- **REQUIREMENTS**
Copy out every item below word for word, with no changes.

(Recorded data)
************
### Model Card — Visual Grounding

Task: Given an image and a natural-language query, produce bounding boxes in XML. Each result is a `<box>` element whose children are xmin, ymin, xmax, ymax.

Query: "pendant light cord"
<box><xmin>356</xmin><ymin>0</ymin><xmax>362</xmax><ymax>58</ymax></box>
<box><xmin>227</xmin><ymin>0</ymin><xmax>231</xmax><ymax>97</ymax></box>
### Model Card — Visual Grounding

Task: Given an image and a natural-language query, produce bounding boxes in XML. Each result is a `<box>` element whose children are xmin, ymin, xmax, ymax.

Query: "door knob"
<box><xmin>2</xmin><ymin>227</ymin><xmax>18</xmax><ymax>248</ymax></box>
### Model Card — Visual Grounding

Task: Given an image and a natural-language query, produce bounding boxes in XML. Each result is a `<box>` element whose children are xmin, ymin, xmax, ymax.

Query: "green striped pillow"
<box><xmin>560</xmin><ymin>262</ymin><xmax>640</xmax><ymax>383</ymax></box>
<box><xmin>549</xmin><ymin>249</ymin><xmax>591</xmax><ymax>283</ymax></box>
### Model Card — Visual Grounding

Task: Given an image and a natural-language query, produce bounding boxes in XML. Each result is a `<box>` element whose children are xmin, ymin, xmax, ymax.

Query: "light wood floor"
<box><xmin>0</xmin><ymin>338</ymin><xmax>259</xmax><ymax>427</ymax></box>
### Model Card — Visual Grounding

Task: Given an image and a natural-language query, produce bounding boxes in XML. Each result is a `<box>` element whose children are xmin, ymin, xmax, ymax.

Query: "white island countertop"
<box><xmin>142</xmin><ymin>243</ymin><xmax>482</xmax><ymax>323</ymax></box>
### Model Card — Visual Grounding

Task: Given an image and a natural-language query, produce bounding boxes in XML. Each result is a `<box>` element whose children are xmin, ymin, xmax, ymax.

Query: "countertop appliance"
************
- **RESPONSE TO THIS TASK**
### Model Card — Visual Grounding

Task: Given an image and a natural-language query, produce bounding boxes in XML. Each result is a `<box>` element whose children are xmin, ymin, xmax, ymax.

Query: "pendant light cord"
<box><xmin>356</xmin><ymin>0</ymin><xmax>362</xmax><ymax>58</ymax></box>
<box><xmin>227</xmin><ymin>0</ymin><xmax>231</xmax><ymax>97</ymax></box>
### Model Card — Visual Grounding

Task: Given an image and a natural-language query, produce bounding boxes in XML. Each result is a `<box>` element whose children are xmin, ymin, xmax, ymax.

Query: "door knob"
<box><xmin>2</xmin><ymin>227</ymin><xmax>18</xmax><ymax>248</ymax></box>
### Model Card — Visual Grounding

Task: Given an image and a natural-language query, produce bounding boxes in XML. Each result is a `<box>` element whose children are xmin, ymin, xmax, ymax.

Query: "green striped pillow"
<box><xmin>560</xmin><ymin>262</ymin><xmax>640</xmax><ymax>383</ymax></box>
<box><xmin>549</xmin><ymin>249</ymin><xmax>591</xmax><ymax>283</ymax></box>
### Model Card — Visual Grounding

Task: Given an image and a natural-language query, produce bounding boxes in XML. Each result is a `<box>` element whose children are xmin, ymin, xmax, ymax.

Query: "light wood floor"
<box><xmin>0</xmin><ymin>338</ymin><xmax>259</xmax><ymax>427</ymax></box>
### Model Card — Visual Grounding

Task: Given an image and a natural-language query, produce bounding boxes in XML. Each result is a `<box>` element whose children are xmin, ymin, xmax, ymax.

Query: "white island countertop"
<box><xmin>142</xmin><ymin>243</ymin><xmax>482</xmax><ymax>323</ymax></box>
### Model Card — Visual Grounding

Task: Given an image and a natural-language query, produce bounding boxes in XML. Each result is a `<box>` element whose children are xmin, ymin, xmax, ymax.

Query: "countertop appliance"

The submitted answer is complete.